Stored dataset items
-.-.-

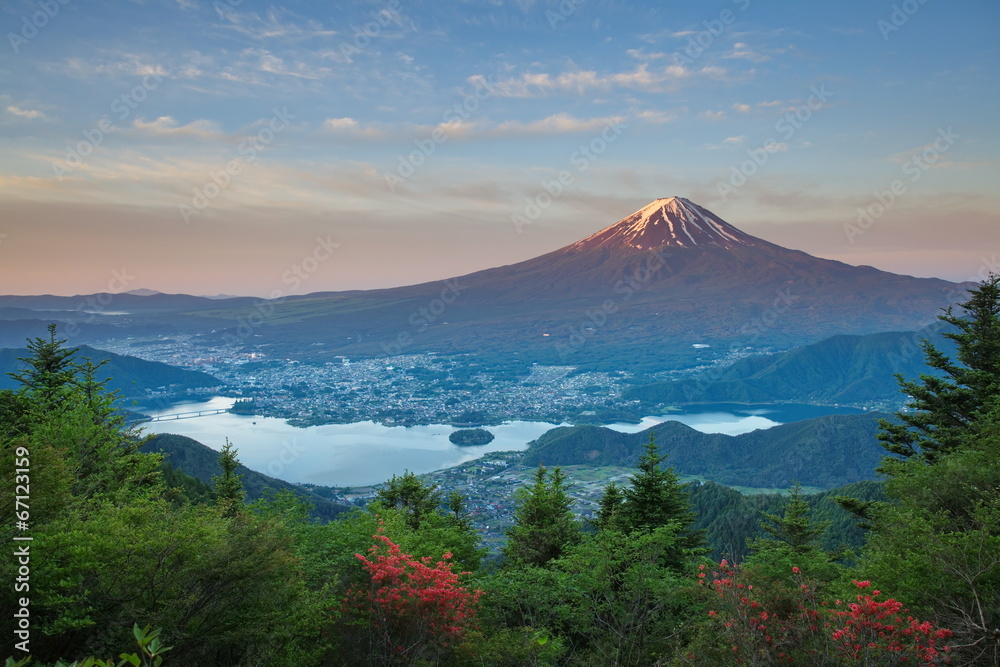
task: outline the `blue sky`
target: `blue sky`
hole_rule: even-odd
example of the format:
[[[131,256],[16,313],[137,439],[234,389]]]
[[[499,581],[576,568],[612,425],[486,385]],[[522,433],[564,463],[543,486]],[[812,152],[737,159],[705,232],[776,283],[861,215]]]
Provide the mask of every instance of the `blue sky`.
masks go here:
[[[1000,269],[992,1],[43,0],[0,27],[0,293],[408,284],[674,195],[853,264]]]

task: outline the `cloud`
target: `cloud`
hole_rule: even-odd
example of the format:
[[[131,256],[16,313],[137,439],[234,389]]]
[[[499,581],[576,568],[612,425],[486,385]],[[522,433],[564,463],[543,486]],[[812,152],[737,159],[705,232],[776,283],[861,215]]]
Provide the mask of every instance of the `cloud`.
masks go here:
[[[383,139],[388,133],[382,128],[362,124],[354,118],[327,118],[323,121],[323,129],[337,134],[347,134],[361,139]]]
[[[672,84],[702,74],[710,78],[725,75],[725,70],[705,67],[691,70],[682,65],[668,65],[650,68],[645,63],[626,72],[599,74],[594,70],[575,70],[552,75],[546,72],[524,73],[519,77],[502,79],[490,83],[485,76],[477,74],[469,78],[473,85],[487,86],[500,97],[531,98],[551,94],[583,95],[590,91],[611,91],[617,88],[645,92],[664,92]]]
[[[609,124],[620,123],[625,119],[621,116],[606,118],[574,118],[569,114],[558,113],[533,123],[507,121],[498,125],[490,134],[494,135],[526,135],[526,134],[565,134],[569,132],[590,132],[607,127]]]
[[[677,114],[667,111],[640,111],[636,114],[639,120],[646,121],[647,123],[655,123],[657,125],[662,125],[663,123],[669,123],[677,118]]]
[[[236,3],[238,4],[238,3]],[[332,37],[337,33],[313,19],[296,21],[295,17],[283,8],[272,6],[265,15],[257,12],[238,12],[221,2],[214,4],[215,11],[222,19],[223,27],[247,35],[261,41],[265,39],[310,39],[313,37]]]
[[[219,139],[222,133],[218,126],[208,120],[195,120],[187,125],[178,125],[171,116],[160,116],[148,123],[142,118],[132,121],[132,129],[154,137],[198,137],[199,139]]]
[[[7,107],[7,113],[29,121],[36,119],[48,119],[48,116],[46,116],[43,111],[38,111],[37,109],[22,109],[21,107],[14,106],[13,104]]]
[[[743,42],[737,42],[733,44],[733,50],[722,56],[723,58],[732,60],[749,60],[750,62],[762,63],[767,62],[771,59],[771,56],[765,55],[763,53],[758,53],[752,50],[747,44]]]

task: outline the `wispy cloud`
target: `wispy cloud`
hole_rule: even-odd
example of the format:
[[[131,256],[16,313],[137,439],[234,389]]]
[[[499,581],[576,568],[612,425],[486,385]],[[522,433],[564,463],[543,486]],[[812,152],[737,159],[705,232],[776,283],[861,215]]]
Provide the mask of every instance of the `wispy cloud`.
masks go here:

-.-.-

Do not include the images; transcribe the rest of the listing exactly.

*RESPONSE FOR THIS EXERCISE:*
task: outline the `blue sky`
target: `blue sky`
hole_rule: even-odd
example of the format:
[[[131,256],[16,313],[137,439],[234,389]]]
[[[499,581],[576,568],[612,425],[486,385]],[[522,433],[564,463],[543,486]],[[812,152],[737,159],[705,232],[776,283],[861,215]]]
Provide the mask of every instance of the `blue sky`.
masks go here:
[[[1000,269],[992,1],[43,0],[0,27],[0,293],[408,284],[674,195],[853,264]]]

task: outline the `cloud`
target: `cloud`
hole_rule: even-odd
example of the format:
[[[131,256],[16,313],[137,439],[234,389]]]
[[[499,581],[576,568],[612,425],[486,385]],[[522,433],[564,463],[543,486]],[[812,152],[737,159],[705,232],[776,283],[861,215]]]
Provide the mask of every instance of the `cloud`.
masks go here:
[[[383,139],[388,133],[382,128],[362,124],[354,118],[327,118],[323,121],[323,129],[337,134],[347,134],[361,139]]]
[[[672,84],[702,74],[710,78],[725,75],[725,70],[705,67],[691,70],[682,65],[668,65],[650,68],[645,63],[626,72],[599,74],[594,70],[575,70],[552,75],[546,72],[524,73],[519,77],[502,79],[490,83],[485,76],[477,74],[469,78],[473,85],[487,86],[500,97],[531,98],[551,94],[583,95],[590,91],[611,91],[617,88],[645,92],[664,92]]]
[[[609,124],[620,123],[625,119],[621,116],[606,118],[574,118],[569,114],[558,113],[533,123],[507,121],[498,125],[490,134],[494,135],[526,135],[526,134],[565,134],[569,132],[590,132],[607,127]]]
[[[677,114],[667,111],[640,111],[636,114],[639,120],[646,121],[647,123],[655,123],[657,125],[662,125],[663,123],[669,123],[677,118]]]
[[[236,3],[238,4],[238,3]],[[332,37],[337,33],[313,19],[296,21],[295,17],[283,8],[272,6],[265,15],[257,12],[238,12],[221,2],[214,4],[215,11],[222,19],[223,27],[247,35],[261,41],[265,39],[310,39],[313,37]]]
[[[219,139],[222,133],[218,126],[208,120],[195,120],[187,125],[178,125],[171,116],[160,116],[148,123],[142,118],[132,121],[132,129],[154,137],[198,137],[199,139]]]
[[[7,107],[7,113],[29,121],[36,119],[48,119],[48,116],[46,116],[43,111],[38,111],[37,109],[22,109],[21,107],[14,106],[13,104]]]
[[[743,42],[737,42],[733,44],[733,50],[722,56],[723,58],[732,60],[749,60],[750,62],[762,63],[767,62],[771,59],[771,56],[765,55],[763,53],[758,53],[752,50],[747,44]]]

task: outline the `wispy cloud`
target: `wispy cloud`
hole_rule: even-odd
example of the format:
[[[131,256],[16,313],[137,439],[234,389]]]
[[[499,581],[576,568],[612,425],[486,385]],[[522,433],[564,463],[543,486]],[[812,152],[737,159],[705,232],[776,283],[861,215]]]
Provide the mask of every instance of the `wispy cloud`.
masks go here:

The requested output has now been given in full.